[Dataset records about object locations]

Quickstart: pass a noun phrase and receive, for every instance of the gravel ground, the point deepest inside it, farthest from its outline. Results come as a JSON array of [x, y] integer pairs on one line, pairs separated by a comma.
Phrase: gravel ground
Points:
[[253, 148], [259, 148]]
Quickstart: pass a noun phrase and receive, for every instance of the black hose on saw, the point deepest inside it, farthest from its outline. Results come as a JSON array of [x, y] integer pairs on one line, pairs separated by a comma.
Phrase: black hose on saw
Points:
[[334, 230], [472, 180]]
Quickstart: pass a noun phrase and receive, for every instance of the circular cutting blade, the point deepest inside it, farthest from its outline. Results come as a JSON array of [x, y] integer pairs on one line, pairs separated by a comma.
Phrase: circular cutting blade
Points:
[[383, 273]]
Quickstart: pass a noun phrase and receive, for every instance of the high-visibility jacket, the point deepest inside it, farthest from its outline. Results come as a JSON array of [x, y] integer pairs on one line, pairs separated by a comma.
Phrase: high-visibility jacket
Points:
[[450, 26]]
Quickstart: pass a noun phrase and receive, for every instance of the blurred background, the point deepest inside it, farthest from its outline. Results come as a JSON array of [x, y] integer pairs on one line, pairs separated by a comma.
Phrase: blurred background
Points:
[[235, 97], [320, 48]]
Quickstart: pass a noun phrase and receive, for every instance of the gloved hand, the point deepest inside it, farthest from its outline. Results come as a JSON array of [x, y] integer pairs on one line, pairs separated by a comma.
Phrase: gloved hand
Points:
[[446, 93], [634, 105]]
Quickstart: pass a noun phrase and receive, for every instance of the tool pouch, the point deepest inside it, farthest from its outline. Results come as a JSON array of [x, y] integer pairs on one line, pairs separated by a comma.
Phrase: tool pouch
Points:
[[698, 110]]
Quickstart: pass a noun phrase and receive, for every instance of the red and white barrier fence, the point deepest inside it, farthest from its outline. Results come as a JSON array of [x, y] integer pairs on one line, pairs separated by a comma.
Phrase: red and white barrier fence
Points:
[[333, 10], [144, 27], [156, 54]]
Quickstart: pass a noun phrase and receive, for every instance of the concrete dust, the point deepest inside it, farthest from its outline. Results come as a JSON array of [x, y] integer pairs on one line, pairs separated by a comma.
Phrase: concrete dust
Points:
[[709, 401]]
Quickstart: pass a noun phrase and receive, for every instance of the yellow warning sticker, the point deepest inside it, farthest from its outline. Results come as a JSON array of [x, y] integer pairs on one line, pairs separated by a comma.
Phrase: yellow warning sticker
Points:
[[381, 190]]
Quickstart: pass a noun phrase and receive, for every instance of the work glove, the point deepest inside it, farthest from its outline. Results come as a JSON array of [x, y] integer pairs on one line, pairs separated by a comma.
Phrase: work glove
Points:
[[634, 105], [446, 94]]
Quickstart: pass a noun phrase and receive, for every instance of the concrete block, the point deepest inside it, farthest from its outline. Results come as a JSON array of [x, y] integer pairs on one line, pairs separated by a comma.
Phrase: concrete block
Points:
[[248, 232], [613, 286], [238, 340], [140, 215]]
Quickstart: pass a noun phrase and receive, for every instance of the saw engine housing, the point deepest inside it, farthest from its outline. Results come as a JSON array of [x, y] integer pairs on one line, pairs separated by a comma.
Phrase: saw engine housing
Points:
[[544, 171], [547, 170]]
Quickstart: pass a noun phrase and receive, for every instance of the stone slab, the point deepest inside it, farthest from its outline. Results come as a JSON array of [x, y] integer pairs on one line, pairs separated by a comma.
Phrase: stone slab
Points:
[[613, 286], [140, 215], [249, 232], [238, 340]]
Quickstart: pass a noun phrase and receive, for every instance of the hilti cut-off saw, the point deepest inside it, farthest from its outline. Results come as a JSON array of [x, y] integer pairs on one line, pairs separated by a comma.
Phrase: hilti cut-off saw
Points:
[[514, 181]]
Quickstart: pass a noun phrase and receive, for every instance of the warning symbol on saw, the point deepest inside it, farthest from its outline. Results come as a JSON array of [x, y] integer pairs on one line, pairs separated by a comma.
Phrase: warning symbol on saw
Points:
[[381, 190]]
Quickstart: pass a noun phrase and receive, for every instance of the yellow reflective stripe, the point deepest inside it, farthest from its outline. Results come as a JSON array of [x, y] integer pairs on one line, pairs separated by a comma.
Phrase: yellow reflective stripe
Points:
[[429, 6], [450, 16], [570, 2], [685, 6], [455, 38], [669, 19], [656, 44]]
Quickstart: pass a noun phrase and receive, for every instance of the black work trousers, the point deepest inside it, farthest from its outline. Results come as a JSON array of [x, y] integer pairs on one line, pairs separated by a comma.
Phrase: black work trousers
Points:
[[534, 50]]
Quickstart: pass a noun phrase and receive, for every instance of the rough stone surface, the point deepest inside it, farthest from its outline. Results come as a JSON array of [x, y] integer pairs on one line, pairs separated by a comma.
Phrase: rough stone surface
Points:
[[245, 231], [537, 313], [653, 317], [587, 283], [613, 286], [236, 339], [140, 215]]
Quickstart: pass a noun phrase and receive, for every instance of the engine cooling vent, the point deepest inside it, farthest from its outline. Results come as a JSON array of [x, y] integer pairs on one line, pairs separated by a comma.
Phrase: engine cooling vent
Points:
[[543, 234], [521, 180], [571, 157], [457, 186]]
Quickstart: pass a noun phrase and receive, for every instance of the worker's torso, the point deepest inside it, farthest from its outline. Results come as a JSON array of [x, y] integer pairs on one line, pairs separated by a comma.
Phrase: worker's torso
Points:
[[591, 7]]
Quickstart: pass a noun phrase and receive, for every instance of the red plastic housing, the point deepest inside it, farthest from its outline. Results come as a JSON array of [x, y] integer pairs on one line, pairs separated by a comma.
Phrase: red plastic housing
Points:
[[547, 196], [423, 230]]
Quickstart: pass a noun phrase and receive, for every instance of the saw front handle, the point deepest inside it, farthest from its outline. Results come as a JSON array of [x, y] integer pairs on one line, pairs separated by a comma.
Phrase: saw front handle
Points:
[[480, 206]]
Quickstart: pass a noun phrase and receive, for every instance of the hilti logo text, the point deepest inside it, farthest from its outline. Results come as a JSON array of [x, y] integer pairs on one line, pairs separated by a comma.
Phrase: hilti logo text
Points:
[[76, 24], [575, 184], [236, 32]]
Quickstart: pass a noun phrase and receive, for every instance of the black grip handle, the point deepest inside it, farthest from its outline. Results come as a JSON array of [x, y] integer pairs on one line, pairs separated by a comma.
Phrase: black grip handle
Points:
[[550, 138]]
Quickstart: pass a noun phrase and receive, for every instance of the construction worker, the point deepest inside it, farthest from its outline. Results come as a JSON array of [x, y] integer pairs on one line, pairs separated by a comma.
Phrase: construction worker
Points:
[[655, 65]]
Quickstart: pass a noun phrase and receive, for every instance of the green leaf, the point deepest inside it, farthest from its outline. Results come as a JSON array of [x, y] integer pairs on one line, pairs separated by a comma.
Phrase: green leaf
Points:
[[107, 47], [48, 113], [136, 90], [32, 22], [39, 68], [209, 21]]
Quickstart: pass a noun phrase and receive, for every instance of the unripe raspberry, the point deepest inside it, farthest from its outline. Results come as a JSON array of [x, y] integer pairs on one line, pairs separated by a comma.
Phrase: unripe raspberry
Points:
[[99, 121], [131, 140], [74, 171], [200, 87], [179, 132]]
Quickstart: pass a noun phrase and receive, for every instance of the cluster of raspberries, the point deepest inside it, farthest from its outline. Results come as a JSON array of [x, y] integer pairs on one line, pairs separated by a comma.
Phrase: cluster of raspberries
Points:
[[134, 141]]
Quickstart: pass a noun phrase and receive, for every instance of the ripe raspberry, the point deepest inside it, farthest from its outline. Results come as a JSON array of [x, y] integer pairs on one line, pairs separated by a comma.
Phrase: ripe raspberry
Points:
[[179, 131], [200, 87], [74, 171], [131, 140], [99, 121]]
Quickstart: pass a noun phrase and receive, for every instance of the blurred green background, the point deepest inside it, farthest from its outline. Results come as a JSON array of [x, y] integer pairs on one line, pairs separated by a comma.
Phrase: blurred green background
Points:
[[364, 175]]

**Aim**
Quote the line that contains "of the ripe" and each line after it through the end of the data, exactly, leaving out everything else.

**Solved problem**
Quickstart: pass a noun phrase and receive, for every instance of the ripe raspberry, the point deepest inside it, farthest from its outline. Results come as a JSON array of [x, y] integer pairs on one line, pairs separated by a comma.
Phrase: ripe raspberry
Points:
[[179, 131], [200, 87], [74, 171], [131, 140], [99, 121]]
Quickstart: pass a noun phrase and receive, for every instance of the blurred green background, the point deepest inside it, farthest from its outline. Results come as a JSON array of [x, y] integer pairs on one line, pairs separated by a comma.
Phrase: blurred green background
Points:
[[364, 175]]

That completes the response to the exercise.